TEXTO MOSTRADO »
Trato de vivir inmerso en la realidad que me rodea. Y, a pesar de ello, no siempre me resulta fácil descubrir a los nuevos desheredados: a esas mujeres que sobreviven a la rutina de la vida y a las injustas desigualdades a base de resistencia, voluntad y valor. Muchas de ellas pasan desapercibidas en el diario trajinar de nuestras grandes ciudades. Ellas saben que la luz del túnel está muy lejos y sin embargo, a pesar de ello, tratan de seguir adelante. Son personas imperfectas y sufridas, pero no se rinden.
Son mujeres. Son madres. Personas comprometidas con su propia vida y con la vida de sus hijos. Muchas veces son mujeres solas, abandonadas a su mala suerte, pero tenaces a la hora de seguir adelante aunque sea a trancas y barrancas, con su rabia y su impotencia pero, insisto, tenaces a la hora de atravesar el duro desierto de la vida. Muchas de ellas son mujeres creyentes, que han encontrado en Dios el apoyo que no encuentran en otra parte.

QUÉ HACER »
Continúa el texto de arriba, sobre las mujeres que resisten frente a las desigualdades, a partir de su última frase.

MATERIAL PROPORCIONADO »
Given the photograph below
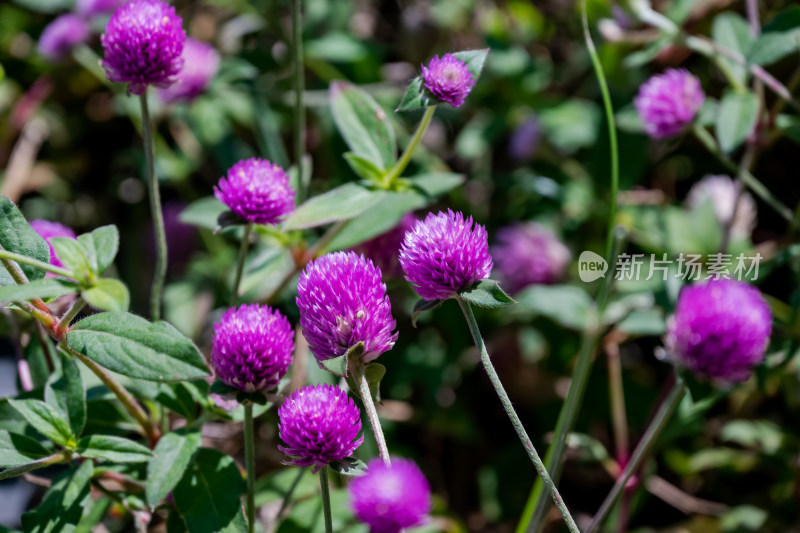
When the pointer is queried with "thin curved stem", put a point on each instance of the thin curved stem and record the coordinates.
(155, 208)
(512, 415)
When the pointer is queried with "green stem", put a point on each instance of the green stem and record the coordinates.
(299, 88)
(240, 263)
(326, 499)
(250, 460)
(60, 457)
(512, 415)
(155, 209)
(405, 158)
(372, 415)
(642, 450)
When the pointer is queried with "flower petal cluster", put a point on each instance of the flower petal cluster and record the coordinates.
(668, 103)
(342, 302)
(448, 79)
(143, 45)
(391, 498)
(257, 191)
(444, 254)
(526, 254)
(47, 230)
(319, 424)
(720, 330)
(200, 64)
(252, 347)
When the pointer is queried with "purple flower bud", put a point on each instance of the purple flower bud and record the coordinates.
(319, 425)
(720, 330)
(48, 230)
(391, 498)
(444, 254)
(257, 191)
(667, 103)
(252, 348)
(143, 45)
(342, 302)
(448, 79)
(200, 64)
(383, 249)
(529, 253)
(62, 35)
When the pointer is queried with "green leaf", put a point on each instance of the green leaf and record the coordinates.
(363, 124)
(487, 293)
(41, 288)
(208, 494)
(17, 236)
(67, 393)
(101, 247)
(115, 449)
(18, 450)
(63, 503)
(171, 457)
(737, 117)
(341, 203)
(45, 419)
(108, 294)
(132, 346)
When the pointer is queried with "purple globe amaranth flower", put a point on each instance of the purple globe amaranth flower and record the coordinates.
(529, 253)
(143, 45)
(720, 330)
(444, 254)
(667, 103)
(383, 249)
(448, 79)
(342, 302)
(62, 35)
(200, 64)
(256, 191)
(319, 424)
(47, 230)
(390, 498)
(252, 348)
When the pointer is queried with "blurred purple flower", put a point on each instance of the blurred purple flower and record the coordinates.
(252, 348)
(143, 45)
(62, 35)
(720, 330)
(319, 424)
(668, 103)
(444, 254)
(391, 498)
(448, 79)
(529, 253)
(342, 302)
(257, 191)
(200, 65)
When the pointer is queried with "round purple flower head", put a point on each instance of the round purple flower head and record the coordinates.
(319, 425)
(252, 347)
(720, 329)
(444, 254)
(143, 45)
(342, 302)
(448, 79)
(391, 498)
(257, 191)
(62, 35)
(667, 103)
(47, 230)
(529, 253)
(200, 64)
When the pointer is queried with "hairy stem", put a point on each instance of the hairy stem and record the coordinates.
(155, 208)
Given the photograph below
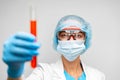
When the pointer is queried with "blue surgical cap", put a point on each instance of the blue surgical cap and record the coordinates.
(83, 25)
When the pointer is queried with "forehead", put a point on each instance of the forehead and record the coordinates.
(71, 28)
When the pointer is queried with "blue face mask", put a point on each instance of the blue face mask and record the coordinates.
(71, 49)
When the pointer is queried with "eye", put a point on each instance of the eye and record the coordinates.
(63, 34)
(80, 35)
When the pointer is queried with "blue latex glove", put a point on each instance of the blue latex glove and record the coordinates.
(18, 49)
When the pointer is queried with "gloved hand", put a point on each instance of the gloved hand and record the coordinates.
(18, 49)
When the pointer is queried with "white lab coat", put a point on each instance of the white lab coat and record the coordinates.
(55, 71)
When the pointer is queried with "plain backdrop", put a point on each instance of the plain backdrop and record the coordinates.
(103, 15)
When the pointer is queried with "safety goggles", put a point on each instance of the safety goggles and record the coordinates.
(67, 34)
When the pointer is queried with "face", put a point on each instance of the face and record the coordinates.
(71, 33)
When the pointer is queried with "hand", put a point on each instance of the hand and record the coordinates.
(18, 49)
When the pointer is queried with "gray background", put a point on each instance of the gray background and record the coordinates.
(103, 15)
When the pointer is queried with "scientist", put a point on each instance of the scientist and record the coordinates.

LA RESPUESTA »
Alguien así tiene que ser única. Por eso, el pueblo sabio suele decir que madre no hay más que una. Y a ella, sola y sufrida, quiero dedicar mi columna de este domingo, segundo de mayo, en el que celebramos su día. Para celebrarlo he visto la hermosa película de Antonio Méndez Esparza “La vida y nada más”.
¡Cuántas veces la realidad supera la ficción! La película recrea la realidad con tal lujo de detalles que apenas deja espacio para los sueños. La vida es como es. Así hay que aceptarla y asumirla aunque las cicatrices dejen marcado el cuerpo y el alma al desnudo. La historia de la protagonista es la historia de una joven madre afroamericana que reparte su tiempo entre el trabajo en un restaurante y el cuidado de sus hijos, una pequeña de pocos años y un adolescente de semblante serio y mirada perdida, expulsado del colegio y en libertad vigilada.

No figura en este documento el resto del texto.